##### Listed records #####
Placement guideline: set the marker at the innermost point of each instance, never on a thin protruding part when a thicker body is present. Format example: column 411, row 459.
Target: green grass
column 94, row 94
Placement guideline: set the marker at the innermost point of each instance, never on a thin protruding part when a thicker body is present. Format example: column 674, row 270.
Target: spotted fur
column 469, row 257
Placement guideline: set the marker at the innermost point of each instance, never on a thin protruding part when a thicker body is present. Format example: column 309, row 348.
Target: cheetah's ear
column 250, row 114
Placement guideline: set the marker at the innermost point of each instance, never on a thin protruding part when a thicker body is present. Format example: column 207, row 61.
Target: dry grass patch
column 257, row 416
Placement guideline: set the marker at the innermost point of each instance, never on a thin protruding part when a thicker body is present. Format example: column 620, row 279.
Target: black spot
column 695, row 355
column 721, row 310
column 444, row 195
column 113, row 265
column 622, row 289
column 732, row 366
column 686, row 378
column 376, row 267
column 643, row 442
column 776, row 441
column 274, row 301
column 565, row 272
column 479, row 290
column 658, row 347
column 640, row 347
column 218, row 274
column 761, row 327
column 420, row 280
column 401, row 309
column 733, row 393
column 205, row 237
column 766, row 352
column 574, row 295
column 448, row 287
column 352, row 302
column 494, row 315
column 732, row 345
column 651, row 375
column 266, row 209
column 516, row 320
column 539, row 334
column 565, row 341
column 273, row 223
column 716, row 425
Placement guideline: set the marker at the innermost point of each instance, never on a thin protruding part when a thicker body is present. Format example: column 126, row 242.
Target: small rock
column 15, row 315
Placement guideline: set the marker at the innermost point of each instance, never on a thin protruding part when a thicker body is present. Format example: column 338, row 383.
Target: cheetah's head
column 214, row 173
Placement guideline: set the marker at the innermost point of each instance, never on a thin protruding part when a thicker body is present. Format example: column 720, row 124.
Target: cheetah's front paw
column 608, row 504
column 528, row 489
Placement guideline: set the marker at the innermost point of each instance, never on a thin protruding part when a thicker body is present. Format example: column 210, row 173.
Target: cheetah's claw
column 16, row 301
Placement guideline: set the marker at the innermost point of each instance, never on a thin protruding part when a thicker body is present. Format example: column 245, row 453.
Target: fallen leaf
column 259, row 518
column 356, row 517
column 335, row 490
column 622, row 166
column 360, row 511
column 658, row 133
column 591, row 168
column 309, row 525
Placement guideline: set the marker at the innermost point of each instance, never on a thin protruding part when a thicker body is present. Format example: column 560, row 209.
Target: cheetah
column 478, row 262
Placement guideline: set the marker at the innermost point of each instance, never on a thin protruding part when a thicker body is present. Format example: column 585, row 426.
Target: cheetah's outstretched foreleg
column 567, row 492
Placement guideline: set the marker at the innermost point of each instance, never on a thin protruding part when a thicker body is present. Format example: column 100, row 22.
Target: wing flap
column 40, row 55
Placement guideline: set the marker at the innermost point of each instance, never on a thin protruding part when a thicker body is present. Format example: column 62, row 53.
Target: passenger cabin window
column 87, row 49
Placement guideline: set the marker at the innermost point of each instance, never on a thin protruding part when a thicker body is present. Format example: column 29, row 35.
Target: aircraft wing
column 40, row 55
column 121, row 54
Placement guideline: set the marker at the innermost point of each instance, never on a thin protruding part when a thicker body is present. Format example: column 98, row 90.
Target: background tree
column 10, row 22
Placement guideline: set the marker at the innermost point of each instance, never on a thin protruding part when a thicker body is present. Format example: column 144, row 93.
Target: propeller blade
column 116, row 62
#####
• **Do this**: Copy the part of the records that opens with the line containing "100, row 22." and runs through the end of the records, substituting "pin" for every "marker" and leaving everything else unchanged.

• **Correct result**:
Placement guideline: set the pin at the innermost point of each instance, never on a thin protruding part when a thicker body is present. Format example: column 100, row 22.
Target: wing flap
column 40, row 55
Placement guideline: set the pin at the innermost point of each instance, never on a thin protruding part when a thicker body is present. Format example: column 62, row 53.
Target: passenger cabin window
column 87, row 49
Placement guideline: set the pin at the innermost point of each instance, never on a thin protruding part when a thicker body is present. Format example: column 29, row 35.
Target: aircraft wing
column 40, row 55
column 121, row 54
Placement guideline: set the pin at the innermost point of each instance, never on a thin protruding part when a thicker body is present. Format example: column 98, row 90.
Target: background tree
column 10, row 22
Placement guideline: set the pin at the innermost point of each instance, never on a thin protruding part when a thicker body is present. Format example: column 144, row 93.
Target: propeller blade
column 116, row 62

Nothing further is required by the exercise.